Vandamm

Florence Vandamm: Dance Photographer?

[Choreographic duet from the "Midsummer night's dream.'.] Image ID: 485137

The representation of the professional and artistic career of Florence Vandamm has a major gap, which we are doing our best to fill in. Her London scrapbook goes from 1908–1915. The Vandamm Theatrical Photographs collection documents her work in New York City, from 1924 on. We have filled in some of the gap with the Sybil Thorndike material (see earlier posts) and discoveries of images printed in magazines, such as British and New York Vogue, Vanity Fair and The Spur.

One of her early jobs for British Vogue was a photograph of Bronislava Nijinska as the Humming Bird Fairy in the Dighailev production of The Sleeping Beauty, 1921. Today’s image is from a New Yok City theatre work, choreographed by Nijinska—Max Reinhardt’s famous 1927 production of A Midsummer Night’s Dream. It shows Wladamir Sokoloff as Puck with Maria Solveg as Hermia (or possibly Rosalind Pinchot as Helena). It is a gorgeous pose that encompasses both a supported attitude with plot-related activity—Puck is putting the love herb in her eyes.

The gap in Vandamm documentation led to my misunderstanding her experience with documenting dance. I interpreted her photographs of modern dance pioneers Martha Graham, Doris Humphrey, Charles Weidman, and Blanche Talmud in their Neighborhood Playhouse works were her first work in that field.

**DIRECTIVE**:
In the Florence Vandamm text, rewrite the paragraph beginning "The representation of the professional and artistic career" as a short bulleted list that keeps its main facts.

**DATA SEGMENT**:
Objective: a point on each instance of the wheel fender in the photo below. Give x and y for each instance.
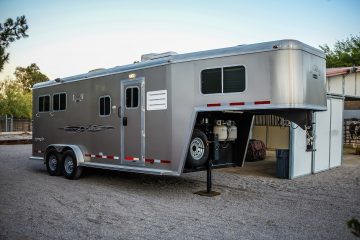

**THE RESPONSE**:
- Florence Vandamm's documented career has a major gap that the writers are trying to fill.
- Her London scrapbook covers 1908–1915.
- The Vandamm Theatrical Photographs collection covers her New York City work from 1924 on.
- Part of the gap has been filled with the Sybil Thorndike material and with images found in magazines such as British and New York Vogue, Vanity Fair and The Spur.